— Start of Provided information —

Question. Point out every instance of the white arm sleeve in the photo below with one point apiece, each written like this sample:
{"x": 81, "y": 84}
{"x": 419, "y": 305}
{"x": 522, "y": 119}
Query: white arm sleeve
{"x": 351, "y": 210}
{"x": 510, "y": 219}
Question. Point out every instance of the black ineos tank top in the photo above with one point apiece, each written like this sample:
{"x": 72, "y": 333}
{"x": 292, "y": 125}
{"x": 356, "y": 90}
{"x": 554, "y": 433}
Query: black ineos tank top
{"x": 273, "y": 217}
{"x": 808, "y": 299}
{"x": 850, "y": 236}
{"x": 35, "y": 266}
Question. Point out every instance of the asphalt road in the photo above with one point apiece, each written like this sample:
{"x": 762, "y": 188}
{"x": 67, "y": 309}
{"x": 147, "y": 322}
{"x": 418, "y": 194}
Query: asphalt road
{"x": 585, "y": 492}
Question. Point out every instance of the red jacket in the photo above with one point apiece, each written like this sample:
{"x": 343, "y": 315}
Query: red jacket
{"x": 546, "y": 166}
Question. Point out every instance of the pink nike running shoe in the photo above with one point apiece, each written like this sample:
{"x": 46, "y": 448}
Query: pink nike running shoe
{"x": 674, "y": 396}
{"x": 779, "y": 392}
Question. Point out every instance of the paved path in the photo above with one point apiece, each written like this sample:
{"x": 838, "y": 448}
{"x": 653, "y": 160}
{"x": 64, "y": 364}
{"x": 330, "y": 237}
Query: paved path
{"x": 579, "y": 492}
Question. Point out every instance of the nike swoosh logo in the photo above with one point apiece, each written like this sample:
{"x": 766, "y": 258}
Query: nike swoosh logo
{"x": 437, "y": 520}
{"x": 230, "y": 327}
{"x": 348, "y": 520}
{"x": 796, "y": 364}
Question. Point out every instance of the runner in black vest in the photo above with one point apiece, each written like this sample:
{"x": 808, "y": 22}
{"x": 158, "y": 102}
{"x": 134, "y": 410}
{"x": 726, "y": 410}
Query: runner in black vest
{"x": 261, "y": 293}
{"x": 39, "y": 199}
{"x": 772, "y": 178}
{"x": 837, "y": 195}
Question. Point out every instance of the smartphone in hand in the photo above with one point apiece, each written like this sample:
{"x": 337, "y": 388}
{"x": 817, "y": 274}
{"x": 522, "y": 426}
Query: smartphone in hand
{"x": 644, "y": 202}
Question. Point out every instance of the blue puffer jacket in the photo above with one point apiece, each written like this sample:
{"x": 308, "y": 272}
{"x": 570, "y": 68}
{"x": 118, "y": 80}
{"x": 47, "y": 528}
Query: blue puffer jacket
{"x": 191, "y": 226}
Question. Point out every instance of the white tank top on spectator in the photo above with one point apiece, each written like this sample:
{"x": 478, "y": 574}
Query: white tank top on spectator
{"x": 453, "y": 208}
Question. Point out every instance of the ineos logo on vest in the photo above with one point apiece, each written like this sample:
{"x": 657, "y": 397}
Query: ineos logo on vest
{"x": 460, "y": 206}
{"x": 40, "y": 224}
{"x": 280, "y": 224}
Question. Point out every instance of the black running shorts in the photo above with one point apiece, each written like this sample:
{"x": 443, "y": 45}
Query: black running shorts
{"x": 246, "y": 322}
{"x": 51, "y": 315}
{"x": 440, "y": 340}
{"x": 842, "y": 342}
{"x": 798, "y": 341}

— End of Provided information —

Reproduce verbatim the lines of the listing above, beginning with the line that contains "Question. Point out every instance of the blue" and continuing through the final line of the listing.

(Response for this exercise):
Question. Point out every instance of the blue puffer jacket in the photo above with one point apiece, each written like this sample:
{"x": 308, "y": 272}
{"x": 570, "y": 68}
{"x": 118, "y": 80}
{"x": 47, "y": 528}
Query: blue puffer jacket
{"x": 191, "y": 226}
Question. Point out every instance of the white tank top on spectator in the photo above with one point apiece, each written like this sample:
{"x": 478, "y": 574}
Query: white tank top on spectator
{"x": 453, "y": 208}
Question. Point out every instance of the ineos logo on vest in the photo above with one point apiece, each written like this sample:
{"x": 657, "y": 397}
Query: ineos logo on vest
{"x": 460, "y": 206}
{"x": 40, "y": 224}
{"x": 280, "y": 224}
Question. Point out every instance of the black running shorts in the photo above with one point apiece, each written like this sample:
{"x": 443, "y": 45}
Query: black running shorts
{"x": 246, "y": 322}
{"x": 51, "y": 315}
{"x": 440, "y": 340}
{"x": 842, "y": 342}
{"x": 798, "y": 341}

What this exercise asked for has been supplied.